[Stored items]
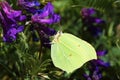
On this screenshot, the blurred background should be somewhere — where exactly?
[0,0,120,80]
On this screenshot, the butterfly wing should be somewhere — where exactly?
[51,33,97,73]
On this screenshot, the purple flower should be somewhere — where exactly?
[0,1,26,42]
[18,0,40,14]
[32,2,60,24]
[83,67,102,80]
[81,8,96,18]
[81,8,105,37]
[97,50,107,56]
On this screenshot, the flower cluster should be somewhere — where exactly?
[0,1,26,42]
[84,50,110,80]
[18,0,60,48]
[0,0,60,47]
[81,8,105,36]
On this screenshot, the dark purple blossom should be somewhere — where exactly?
[97,50,107,56]
[83,67,102,80]
[0,1,26,42]
[81,8,105,36]
[81,8,96,18]
[18,0,40,14]
[32,2,60,24]
[83,50,110,80]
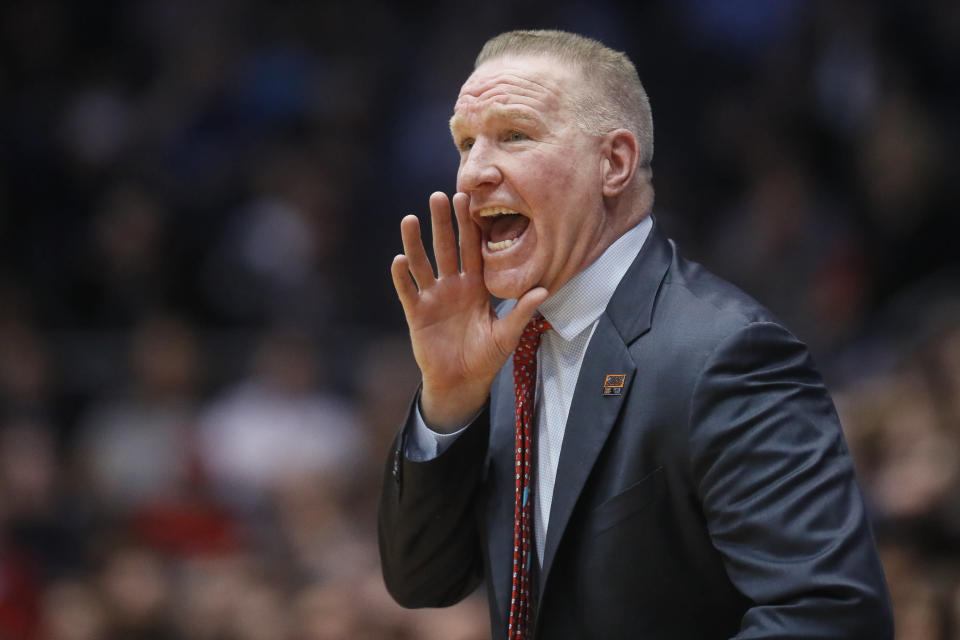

Exercise requirements
Put all the rows above into a numbered list, skipping any blank lines and leaving out the pictures.

Correct result
1. On this screenshot, the blurred background should be somewhere — where exactly?
2. [0,0,120,80]
3. On this screenshot, the butterfly wing should be somewhere — where exactly?
4. [51,33,97,73]
5. On this screenshot, the purple flower should be somewhere — where exactly?
6. [0,1,26,42]
7. [18,0,40,14]
8. [32,2,60,24]
9. [83,67,102,80]
10. [81,8,96,18]
11. [81,8,105,37]
12. [97,50,107,56]
13. On this screenshot, the flower cluster should be somewhere — where exactly?
14. [0,1,26,42]
15. [84,50,110,80]
16. [18,0,60,48]
17. [0,0,60,47]
18. [81,8,105,36]
19. On this screenshot, the dark purple blossom should be somewhere — where exactly?
20. [97,50,107,56]
21. [83,67,102,80]
22. [0,1,26,42]
23. [81,8,105,36]
24. [81,8,96,18]
25. [18,0,40,14]
26. [32,2,60,24]
27. [83,50,110,80]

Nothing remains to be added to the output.